_Text_:
%%
Hi, my name’s Elaine Culotti, also known as the “Lipstick Farmer.”

I am presenting my first podcast for The Daily Signal. The subject of the podcast today is the Pacific Palisades’ celebration of the one year anniversary of the fires. Now, I’m not calling them a celebration, but some people are. We are about to be descended upon here in the Pacific Palisades and in California on Jan. 7 by media from all across America.

I’ve had multiple phone calls from different media outlets asking if I had a place where they could post up and where they could spread the news about what’s happened and what has not happened in the Pacific Palisades. I’m here to tell you, not enough has happened. I’d like to just kind of give everyone a rundown so you know what to expect, and then I’d like to give you my take on what I think this means for California going forward.

So as it sits, the Pacific Palisades has lost about 7,000 structures, of which about 180-ish permits have been issued. There’ll probably be a mad push out to get some more so that those numbers look better, but at the end of the day, it’s not going to work. We also have Altadena, which has a little bit more permits, but it’s also a bigger area.

And in addition to that, the houses are smaller and they are easier to permit than the more complex houses on the hillsides by the ocean. Malibu, unfortunately, is so far behind, and this is a product of being on the water and not having any sewage that has been there, historically. Instead it’s been septic and septic tanks, they rot, and then once they’re gone, it’s difficult to put them back because the rules and the laws have changed, and you have to have sewage and there is none in Malibu.
%%
_Data excerpt_:
%%
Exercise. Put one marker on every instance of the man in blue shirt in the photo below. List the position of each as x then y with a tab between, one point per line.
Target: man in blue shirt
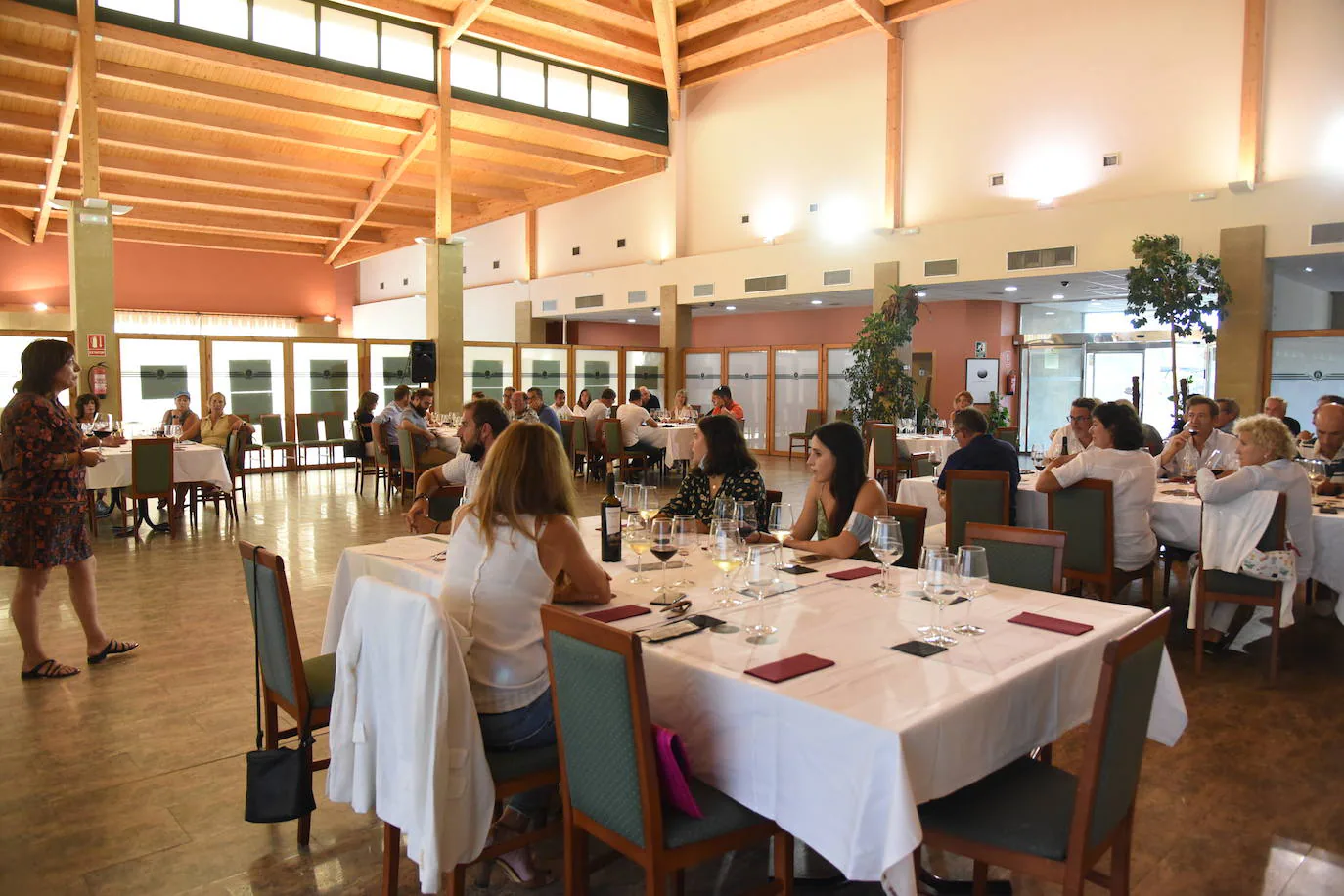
545	413
980	452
%%
_Work to do_:
Please write the next part of the Pacific Palisades podcast transcript, picking up after its final sentence. The listing has no connection to the Pacific Palisades podcast transcript.

_Exercise answer_:
So, with that, it looks like PCH is not going to be rebuilt anytime in the future. What does this mean? Well, sadly, to me, it means that it’s going to take a minute for my town and our community to come back as a community, and this should not be the case. And I know that, and I think that other people are starting to realize it too.

The only thing I can say about all of this is that there is somewhere in there a blessing. Number one, we are finally, for the first time, I think in California, truly aware of the mismanagement of the resources in the state. No one is going to argue with you that this has been handled well, and anyone that digs into it on any level can see that there is mass dilapidation, mass broken infrastructure from decades prior to the fires.

Anybody that looks into it with even a little bit of a lens can see that we did no fire mitigation, no brush clearance. We didn’t clean our forests. We did not repair our reservoirs, and we did not take care of our fire department. So a plethora of reasons caused the fires, but the primary, the real primary—as much as people want to blame it on a fire on a hillside—was that Sacramento has strip mined the state of California and left nothing for us to take care of our towns. And that is not lost on me. I am traveling the state, and I’m talking to a lot of town and city leaders, and what I’m finding is that this is not synonymous only with the fire zones. What I’m finding, actually, is everywhere from Northern California as far as Humboldt County, all the way down to Chula Vista and the border, mayors and towns are struggling to have Sacramento participate in any way that is meaningful in their needs, lifestyle and promises that they have made when they’ve stepped into office. When, and if you do come to the Pacific Palisades on Jan. 7, or if you are watching the news or you are seeing what’s happening, remember this podcast and remember that these are real people that lost everything and have absolutely no one to turn to for help.

Nothing has happened. Our mayor, while I know a lot of people want to blame her, has four million people that she needs to take care of in Los Angeles. And our governor is absolutely nowhere to be seen. I have not seen him in the Pacific Palisades since a few days after the fires. He may have come back by dark of night, but he certainly hasn’t come back to help or talk to anybody.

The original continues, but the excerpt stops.